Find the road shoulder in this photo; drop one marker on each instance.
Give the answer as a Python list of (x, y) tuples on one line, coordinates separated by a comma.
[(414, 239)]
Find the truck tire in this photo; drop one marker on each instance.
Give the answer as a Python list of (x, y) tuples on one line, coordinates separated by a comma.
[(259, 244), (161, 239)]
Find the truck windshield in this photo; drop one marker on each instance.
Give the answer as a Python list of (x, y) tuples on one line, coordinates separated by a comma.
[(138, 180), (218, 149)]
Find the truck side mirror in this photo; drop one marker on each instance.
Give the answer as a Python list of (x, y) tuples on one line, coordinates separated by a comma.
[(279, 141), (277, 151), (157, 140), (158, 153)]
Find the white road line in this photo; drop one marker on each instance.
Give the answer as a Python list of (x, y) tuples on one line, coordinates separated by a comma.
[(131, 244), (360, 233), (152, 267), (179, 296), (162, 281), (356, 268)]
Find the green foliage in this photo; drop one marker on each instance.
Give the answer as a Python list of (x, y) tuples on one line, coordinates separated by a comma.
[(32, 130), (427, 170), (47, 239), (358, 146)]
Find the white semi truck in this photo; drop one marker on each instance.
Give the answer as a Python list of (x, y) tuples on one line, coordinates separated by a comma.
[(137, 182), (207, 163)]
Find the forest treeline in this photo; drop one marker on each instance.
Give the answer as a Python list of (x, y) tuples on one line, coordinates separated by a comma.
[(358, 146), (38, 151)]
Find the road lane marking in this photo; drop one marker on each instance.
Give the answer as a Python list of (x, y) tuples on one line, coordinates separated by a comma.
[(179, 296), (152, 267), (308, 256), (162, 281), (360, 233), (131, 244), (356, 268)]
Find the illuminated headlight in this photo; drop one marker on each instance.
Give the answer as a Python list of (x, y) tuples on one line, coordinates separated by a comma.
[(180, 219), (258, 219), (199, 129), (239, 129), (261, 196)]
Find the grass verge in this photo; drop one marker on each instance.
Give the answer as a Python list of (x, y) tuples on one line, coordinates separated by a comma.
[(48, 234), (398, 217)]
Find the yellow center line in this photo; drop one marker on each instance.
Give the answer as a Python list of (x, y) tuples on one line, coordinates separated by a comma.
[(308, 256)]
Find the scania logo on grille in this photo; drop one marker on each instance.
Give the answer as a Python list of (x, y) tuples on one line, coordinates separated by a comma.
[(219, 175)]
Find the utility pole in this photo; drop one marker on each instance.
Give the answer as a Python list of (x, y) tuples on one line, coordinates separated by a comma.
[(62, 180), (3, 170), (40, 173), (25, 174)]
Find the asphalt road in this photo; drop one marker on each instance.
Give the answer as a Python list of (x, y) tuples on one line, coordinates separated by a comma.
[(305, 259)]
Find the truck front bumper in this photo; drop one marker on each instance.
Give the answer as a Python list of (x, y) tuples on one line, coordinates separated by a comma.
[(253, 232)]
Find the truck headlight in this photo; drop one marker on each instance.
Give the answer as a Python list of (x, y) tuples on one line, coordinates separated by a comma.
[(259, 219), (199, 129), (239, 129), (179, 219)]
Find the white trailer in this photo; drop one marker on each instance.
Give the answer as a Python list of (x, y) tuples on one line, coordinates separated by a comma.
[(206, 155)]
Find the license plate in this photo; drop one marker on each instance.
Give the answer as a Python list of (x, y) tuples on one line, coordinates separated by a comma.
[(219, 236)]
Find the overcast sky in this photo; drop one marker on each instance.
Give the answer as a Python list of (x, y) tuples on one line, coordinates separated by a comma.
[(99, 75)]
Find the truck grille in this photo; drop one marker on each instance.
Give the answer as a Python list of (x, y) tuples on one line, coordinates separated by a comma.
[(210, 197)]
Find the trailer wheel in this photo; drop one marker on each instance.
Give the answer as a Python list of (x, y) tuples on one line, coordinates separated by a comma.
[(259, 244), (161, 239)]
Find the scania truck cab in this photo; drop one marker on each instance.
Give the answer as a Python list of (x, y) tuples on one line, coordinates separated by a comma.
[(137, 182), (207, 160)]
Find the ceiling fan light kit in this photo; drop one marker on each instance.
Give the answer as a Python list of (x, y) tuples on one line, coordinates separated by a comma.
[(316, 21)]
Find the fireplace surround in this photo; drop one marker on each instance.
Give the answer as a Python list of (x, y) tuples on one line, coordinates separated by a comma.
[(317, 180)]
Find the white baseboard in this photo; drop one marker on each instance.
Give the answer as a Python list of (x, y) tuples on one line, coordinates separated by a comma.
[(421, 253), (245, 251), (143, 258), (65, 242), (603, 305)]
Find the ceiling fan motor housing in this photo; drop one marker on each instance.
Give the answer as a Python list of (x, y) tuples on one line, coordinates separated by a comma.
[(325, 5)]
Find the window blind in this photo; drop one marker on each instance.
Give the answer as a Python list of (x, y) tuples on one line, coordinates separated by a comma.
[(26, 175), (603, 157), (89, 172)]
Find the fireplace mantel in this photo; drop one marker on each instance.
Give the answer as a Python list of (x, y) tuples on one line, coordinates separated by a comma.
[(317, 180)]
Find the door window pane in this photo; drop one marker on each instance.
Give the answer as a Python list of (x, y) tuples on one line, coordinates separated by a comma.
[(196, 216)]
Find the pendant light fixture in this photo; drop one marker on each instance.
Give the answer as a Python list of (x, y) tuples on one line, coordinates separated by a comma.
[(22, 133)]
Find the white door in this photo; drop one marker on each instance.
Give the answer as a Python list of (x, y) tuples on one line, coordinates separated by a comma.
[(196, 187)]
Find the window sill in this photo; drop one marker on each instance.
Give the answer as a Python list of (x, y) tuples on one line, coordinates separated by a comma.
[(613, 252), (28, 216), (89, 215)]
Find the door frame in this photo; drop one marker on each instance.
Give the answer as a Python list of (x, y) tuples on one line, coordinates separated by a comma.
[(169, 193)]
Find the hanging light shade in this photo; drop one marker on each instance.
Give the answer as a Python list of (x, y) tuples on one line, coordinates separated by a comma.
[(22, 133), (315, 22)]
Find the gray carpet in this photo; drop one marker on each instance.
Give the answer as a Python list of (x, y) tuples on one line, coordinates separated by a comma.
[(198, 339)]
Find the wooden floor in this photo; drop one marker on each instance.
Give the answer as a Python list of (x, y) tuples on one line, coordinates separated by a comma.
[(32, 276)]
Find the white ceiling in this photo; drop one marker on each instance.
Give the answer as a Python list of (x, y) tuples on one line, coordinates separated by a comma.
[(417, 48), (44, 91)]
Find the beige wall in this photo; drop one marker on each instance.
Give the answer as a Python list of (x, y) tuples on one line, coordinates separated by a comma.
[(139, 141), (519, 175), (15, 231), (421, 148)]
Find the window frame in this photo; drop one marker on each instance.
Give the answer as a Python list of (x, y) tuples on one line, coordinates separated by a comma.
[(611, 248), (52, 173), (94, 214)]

——————————

§ WHAT IS EXPECTED
Reproduce every item above line for line, with no changes at all.

§ EXERCISE RESPONSE
Find the road shoulder in this photo; drop one marker on each instance.
Give the answer as a Python list of (x, y) tuples on one line, coordinates separated by a comma.
[(414, 239)]
Find the truck tire in this photo; drop one marker on each instance.
Give the answer as a Python list of (x, y) tuples on one line, coordinates separated by a comma.
[(259, 244), (161, 239)]
Find the truck windshield in this photo; drop one marker on each instance.
Give the answer as a Python list of (x, y) tuples on one line, coordinates separated by a comma.
[(138, 180), (218, 149)]
Find the truck side mirror in this photo; drop one marker on each instance.
Give the answer as a Python list of (x, y) tuples on one line, coordinates separated by a comma.
[(279, 141), (277, 151), (157, 140), (158, 153)]
Find the white road line in this photo; drop one marker on each instance.
Give the answer as a Python list of (x, y) tuples on one line, coordinates separated by a comma.
[(131, 244), (360, 233), (152, 267), (179, 296), (162, 281), (356, 268)]
Find the green foliage in this photo; drop one marker on each instance.
Give the answer as a Python list of (x, y) tuples on one line, coordinates separated by a comma.
[(32, 130), (427, 170), (47, 239), (358, 146)]
Find the white semi truck in this photo; drop one marker on each instance.
Give the answer as a Python list of (x, y) tuples on one line, coordinates separated by a comma.
[(137, 182), (207, 163)]
Find the forest treeline in this photo; drop one marker on each instance.
Give the answer as a Python list of (x, y) tuples on one line, coordinates separated by a comma.
[(358, 146), (38, 151)]
Find the road lane marking in this photo; drop one marker on each instance.
Give the answer as a Python list of (x, y) tuples on one line, coordinates separated by a comma.
[(179, 296), (152, 267), (308, 256), (162, 281), (360, 233), (131, 244), (356, 268)]
Find the illuminated headlight in this photo; drop one marker on each instance.
Give the answer as a Python list of (x, y) tuples on one line, coordinates separated by a comma.
[(180, 219), (258, 219), (199, 129), (239, 129), (261, 196)]
Find the grass verge in this photo; drop one marker on each instance.
Give the answer as a Python list of (x, y) tuples on one line, coordinates separated by a comma.
[(48, 234), (398, 217)]
Find the yellow center line in this photo; drop one marker on each instance.
Give the answer as a Python list of (x, y) tuples on one line, coordinates separated by a comma.
[(308, 256)]
Find the scania logo on grille in this photo; drop one marker on each instance.
Give the answer as a Python list of (x, y) tuples on one line, coordinates separated by a comma.
[(219, 175)]
Find the utility pole in this photo; drop one marker on each instance.
Give the answer as a Python list of (x, y) tuples on one line, coordinates separated by a comma.
[(62, 180), (3, 170), (40, 173), (25, 174)]
Find the asphalt road in this photo; drop one marker on each instance.
Give the answer as a Python list of (x, y) tuples on one line, coordinates separated by a comma.
[(305, 259)]
Find the truck front bumper in this photo; drop one marker on each instance.
Give the answer as a Python list of (x, y) tuples on one line, coordinates separated by a comma.
[(253, 232)]
Find the truck headlight in this photo; drop one marker on each instance.
Give the answer as a Python list of (x, y) tuples on one line, coordinates separated by a comma.
[(259, 219), (199, 129), (239, 129), (179, 219)]
Find the white trailer in this photo; drop one marker on each instance.
Give the answer as a Python list of (x, y) tuples on one line, coordinates separated by a comma.
[(206, 155)]
Find the license plate in this photo; drop one marker on each instance.
Give the answer as a Python list of (x, y) tuples on one line, coordinates separated by a comma.
[(219, 236)]
Find the overcast sky in this photo; drop one marker on each instance.
Give the answer as a Python list of (x, y) tuples on one line, coordinates separated by a comma.
[(99, 75)]
Find the truck grille in this photo; drop one marker on each instance.
Give the answer as a Python list of (x, y) tuples on one line, coordinates separated by a comma.
[(210, 197)]
Find the trailer wheel in this photo; drop one marker on each instance.
Give the answer as a Python list of (x, y) tuples on one line, coordinates separated by a comma.
[(259, 244), (161, 239)]
Find the scania truck cab in this photo; drop one marker on each instance.
Give the answer as a Python list of (x, y) tuples on one line, coordinates separated by a comma.
[(137, 182), (207, 160)]
Find the ceiling fan light kit in this photo; drop one marker on each instance.
Give the answer as a Python list of (x, y) tuples on one line, coordinates separated by a comma.
[(316, 21)]
Find the fireplace surround in this photo; drop one marker on each instance.
Give the answer as a Python list of (x, y) tuples on one line, coordinates separated by a comma.
[(317, 180)]
Find the white baseboard in this photo; drop one marker on each instance.
Give the answer as a Python list of (x, y) tuples on one line, coordinates separated by a comma.
[(421, 253), (245, 251), (143, 258), (65, 242), (603, 305)]
Find the ceiling fan motor housing in this photo; drop one marker on each instance.
Give the answer as a Python list of (x, y) tuples on one line, coordinates separated by a comma.
[(325, 5)]
Find the window blind in this photo; drop one marker on each instance.
Give the answer as a Python list of (x, y) tuples on one line, coordinates separated by a comma.
[(26, 175), (603, 157), (89, 172)]
Find the fireplace mantel in this photo; drop one marker on each instance.
Give the answer as a Python list of (x, y) tuples on one line, coordinates separated by a comma.
[(317, 180)]
Find the door window pane in this photo; drop one marker on each instance.
Give the answer as a Python list of (x, y) tuples on one line, coordinates separated by a comma.
[(196, 216)]
Find the pendant light fixture in this photo; drop one marker on each instance.
Give the answer as a Python list of (x, y) tuples on one line, coordinates separated by a comma.
[(22, 133)]
Find the white door in this photo; drop one marker on each instance.
Give the answer as a Python list of (x, y) tuples on one line, coordinates separated by a comma.
[(196, 187)]
Find the window sill in this photo; drop one marker on each instance.
Give the answer as a Python list of (x, y) tuples on one line, coordinates separated by a comma.
[(613, 252), (28, 216), (89, 215)]
Find the door frame in this photo; drop one marker on each instance.
Give the answer as a Python list of (x, y) tuples on one line, coordinates separated by a comma.
[(169, 193)]
Find the hanging light shade in this photo; drop one marker on each instance.
Give the answer as a Python list of (x, y) tuples on one line, coordinates separated by a comma.
[(22, 133), (315, 22)]
Find the gray carpet in this photo; drop one marker on each instance.
Give the answer as a Python list of (x, y) tuples on one line, coordinates separated by a comma.
[(198, 339)]
Find the wooden floor in this photo; drop one marker on each instance.
Give the answer as a Python list of (x, y) tuples on one line, coordinates separated by a comma.
[(32, 276)]
Find the white ceiling in this photo; drop one marker on each instance.
Give the answer as a Python list of (x, y) tuples on one line, coordinates separated by a comma.
[(417, 48), (44, 91)]
Find the beige wall in this photo; drop one marker on each instance.
Give the answer as a Python list of (x, y) tuples on one line, coordinates separated by a comma.
[(139, 141), (519, 175), (15, 231), (421, 148)]
Find the window frame in this photo; drop one marker on each instance.
Give the answer as a Python list of (x, y) tuples on one line, coordinates separated by a comma.
[(611, 248), (52, 173), (94, 214)]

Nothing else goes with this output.